### What is expected
Rewrite the lines of the rows below, starting at the line containing "Would you be able to indicate the shoulder" and ending at the last line of the rows, with the requests unchanged and every x and y coordinate in the answers multiplied by 2.15 and rounded to the nearest whole number, halves rounded up. Give only those lines.
-- Begin --
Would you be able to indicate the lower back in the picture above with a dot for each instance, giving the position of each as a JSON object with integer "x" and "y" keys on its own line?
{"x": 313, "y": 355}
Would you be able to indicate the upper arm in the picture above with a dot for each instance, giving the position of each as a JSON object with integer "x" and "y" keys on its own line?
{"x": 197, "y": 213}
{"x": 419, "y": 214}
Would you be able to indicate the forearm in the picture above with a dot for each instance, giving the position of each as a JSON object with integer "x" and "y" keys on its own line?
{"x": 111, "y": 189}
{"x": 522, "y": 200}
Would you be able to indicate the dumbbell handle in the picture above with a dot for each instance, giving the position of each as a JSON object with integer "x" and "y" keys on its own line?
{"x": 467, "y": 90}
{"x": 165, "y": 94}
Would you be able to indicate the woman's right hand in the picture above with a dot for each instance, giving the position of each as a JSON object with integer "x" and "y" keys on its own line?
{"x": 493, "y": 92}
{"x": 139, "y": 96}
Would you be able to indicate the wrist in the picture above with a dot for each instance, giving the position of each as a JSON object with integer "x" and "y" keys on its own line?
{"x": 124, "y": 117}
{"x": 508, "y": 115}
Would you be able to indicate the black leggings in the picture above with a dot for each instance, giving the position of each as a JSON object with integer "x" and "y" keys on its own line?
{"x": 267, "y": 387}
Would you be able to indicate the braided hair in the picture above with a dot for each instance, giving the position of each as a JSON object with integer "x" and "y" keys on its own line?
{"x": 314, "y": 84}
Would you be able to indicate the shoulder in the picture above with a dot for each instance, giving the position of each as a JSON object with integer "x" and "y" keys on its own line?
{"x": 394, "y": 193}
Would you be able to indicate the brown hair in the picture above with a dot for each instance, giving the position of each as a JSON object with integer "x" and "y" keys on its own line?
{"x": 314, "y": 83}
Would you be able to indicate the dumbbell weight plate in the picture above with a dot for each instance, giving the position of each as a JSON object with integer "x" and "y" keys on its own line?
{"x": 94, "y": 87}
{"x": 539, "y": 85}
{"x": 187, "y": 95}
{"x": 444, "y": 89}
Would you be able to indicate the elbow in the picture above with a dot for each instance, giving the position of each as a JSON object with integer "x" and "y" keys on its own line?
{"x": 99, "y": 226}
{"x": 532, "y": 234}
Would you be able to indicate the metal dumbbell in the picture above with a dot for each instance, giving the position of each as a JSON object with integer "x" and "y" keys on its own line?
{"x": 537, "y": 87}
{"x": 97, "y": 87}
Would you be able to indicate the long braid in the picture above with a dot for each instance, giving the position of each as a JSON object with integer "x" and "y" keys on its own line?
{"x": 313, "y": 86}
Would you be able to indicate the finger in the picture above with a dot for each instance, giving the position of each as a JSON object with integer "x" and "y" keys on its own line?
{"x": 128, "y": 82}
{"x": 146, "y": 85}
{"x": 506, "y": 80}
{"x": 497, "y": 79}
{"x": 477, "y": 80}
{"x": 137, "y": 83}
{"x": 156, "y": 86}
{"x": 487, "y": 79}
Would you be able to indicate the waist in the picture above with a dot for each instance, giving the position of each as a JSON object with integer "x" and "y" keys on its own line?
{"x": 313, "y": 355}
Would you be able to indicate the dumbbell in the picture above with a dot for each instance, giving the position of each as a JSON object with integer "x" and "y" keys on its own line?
-- End --
### Answer
Would you be able to indicate the shoulder in the picture above with a dot for each instance, giving the position of each as a JSON object with integer "x" and "y" keys on its own line?
{"x": 847, "y": 415}
Would you be able to indicate the brown hair in the picture above with a dot for each instance, giving the position of each as a JSON object with integer "x" and "y" keys on its own line?
{"x": 675, "y": 178}
Would you be able to indicate the dumbbell weight plate in the picture above with a dot for each instance, giving the position of each as a JSON object with integer "x" and "y" keys on its own line?
{"x": 202, "y": 187}
{"x": 1159, "y": 183}
{"x": 402, "y": 204}
{"x": 955, "y": 191}
Would you be able to indicate the elbow in the picture above with a dot for each instance, giving the position of each as a JSON object with integer "x" and "y" keys on its own line?
{"x": 213, "y": 486}
{"x": 1144, "y": 503}
Would you be able to indicate the metal dumbbell in the picture above with a dot for each instance, giving the position of each as a JSON object with integer "x" and "y" keys on its own line?
{"x": 1155, "y": 187}
{"x": 209, "y": 187}
Would you be able to indicate the long braid in the picture above with a dot for each instance, giving the position of each as a JSON object with integer "x" and "y" keys on its own line?
{"x": 673, "y": 185}
Would you be able to indicate the finger in the picture above with a dot for each instance, giving the position of each as a JSON object with integer "x" and "y" keys on its own line?
{"x": 275, "y": 176}
{"x": 314, "y": 183}
{"x": 1088, "y": 172}
{"x": 1069, "y": 170}
{"x": 1026, "y": 172}
{"x": 295, "y": 178}
{"x": 335, "y": 185}
{"x": 1047, "y": 170}
Would you be able to indicate the waist in the picture above with a dot for each instance, giving the position of each as a JSON object with integer "x" and "y" keys on its own line?
{"x": 673, "y": 763}
Would you be able to indicate the dumbbell in the picture above with a dot for each instance, giving the position of each as a JSON object with integer "x" and "y" keys on its own line?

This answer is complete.